WORK REQUIRED.
Below are lines of data, and only some are wanted. Please repeat exactly those from the line that has "pixel 319 155." through the line that has "pixel 82 185.".

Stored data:
◆ ◆ ◆ ◆ ◆ ◆ ◆
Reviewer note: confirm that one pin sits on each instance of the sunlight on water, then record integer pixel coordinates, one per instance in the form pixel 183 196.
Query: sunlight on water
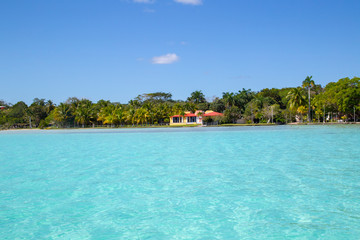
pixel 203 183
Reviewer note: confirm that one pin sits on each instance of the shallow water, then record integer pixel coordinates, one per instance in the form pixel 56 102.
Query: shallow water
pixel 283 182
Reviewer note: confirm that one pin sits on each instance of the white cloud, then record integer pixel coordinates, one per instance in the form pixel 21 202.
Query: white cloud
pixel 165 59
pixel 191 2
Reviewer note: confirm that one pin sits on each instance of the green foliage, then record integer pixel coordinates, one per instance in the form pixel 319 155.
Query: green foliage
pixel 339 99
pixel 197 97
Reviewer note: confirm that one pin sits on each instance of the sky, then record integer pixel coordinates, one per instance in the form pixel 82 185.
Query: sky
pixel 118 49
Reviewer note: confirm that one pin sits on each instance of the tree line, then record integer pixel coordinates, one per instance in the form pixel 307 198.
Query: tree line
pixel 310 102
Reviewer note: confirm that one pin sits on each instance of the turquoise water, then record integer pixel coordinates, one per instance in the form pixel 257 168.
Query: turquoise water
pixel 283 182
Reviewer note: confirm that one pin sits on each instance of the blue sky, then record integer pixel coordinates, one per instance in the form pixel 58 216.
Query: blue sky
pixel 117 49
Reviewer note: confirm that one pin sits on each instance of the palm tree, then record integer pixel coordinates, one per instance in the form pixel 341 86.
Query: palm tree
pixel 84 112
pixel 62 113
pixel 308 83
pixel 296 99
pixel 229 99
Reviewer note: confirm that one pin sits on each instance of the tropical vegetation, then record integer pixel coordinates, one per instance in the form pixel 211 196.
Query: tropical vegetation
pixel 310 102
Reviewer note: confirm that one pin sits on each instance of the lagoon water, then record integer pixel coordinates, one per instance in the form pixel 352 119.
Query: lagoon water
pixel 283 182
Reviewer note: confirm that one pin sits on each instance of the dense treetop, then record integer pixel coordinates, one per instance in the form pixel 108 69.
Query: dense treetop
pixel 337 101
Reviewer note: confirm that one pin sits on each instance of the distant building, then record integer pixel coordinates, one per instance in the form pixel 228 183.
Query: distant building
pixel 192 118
◆ ◆ ◆ ◆ ◆ ◆ ◆
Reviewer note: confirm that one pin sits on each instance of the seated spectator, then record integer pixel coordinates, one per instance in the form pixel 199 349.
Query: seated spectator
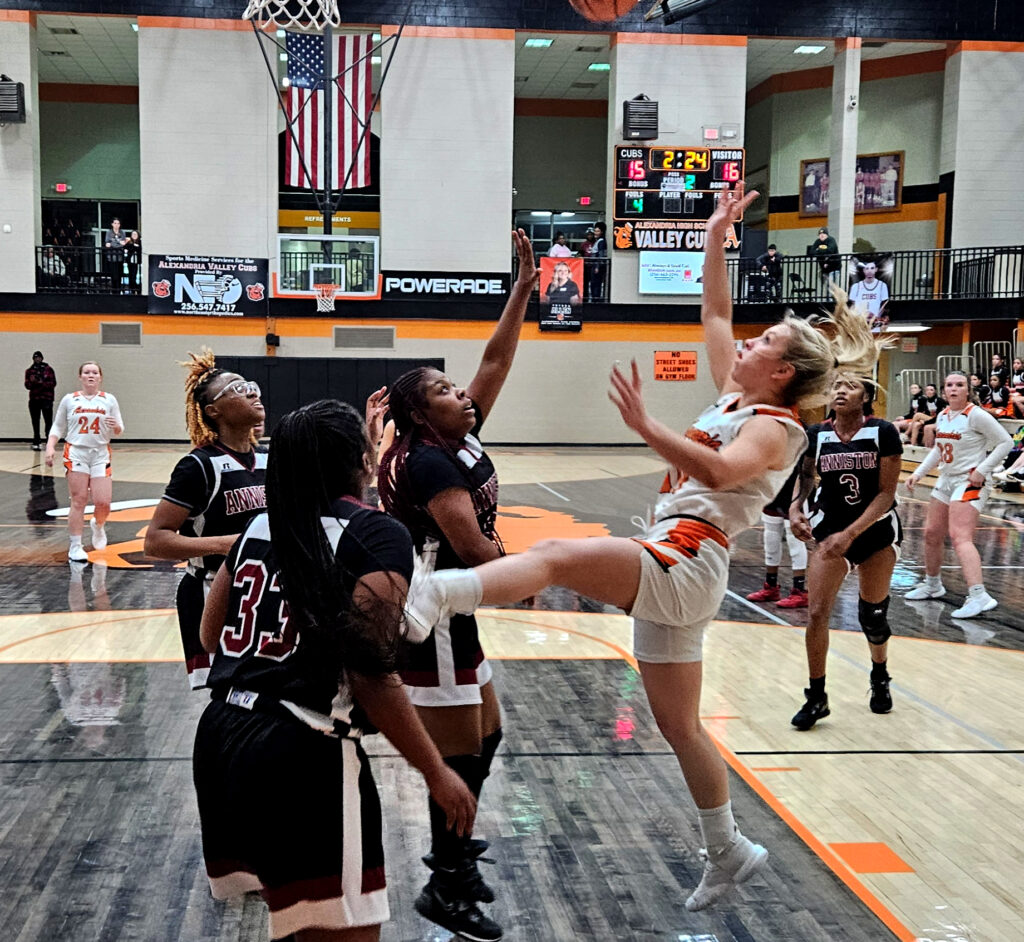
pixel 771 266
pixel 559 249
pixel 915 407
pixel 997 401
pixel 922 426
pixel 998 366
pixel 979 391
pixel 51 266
◆ ◆ ◆ ◆ ◆ ◆ ◆
WRITTEN RESPONSE.
Reviewer note: confirm that one pin sits on each instance of the green foliage, then record integer pixel coordinates, one per instance in the form pixel 319 155.
Query: green foliage
pixel 339 99
pixel 197 97
Reviewer note: confirm that one pin sits on each instance of the sky, then record integer pixel coordinates, one per instance in the form pixel 82 185.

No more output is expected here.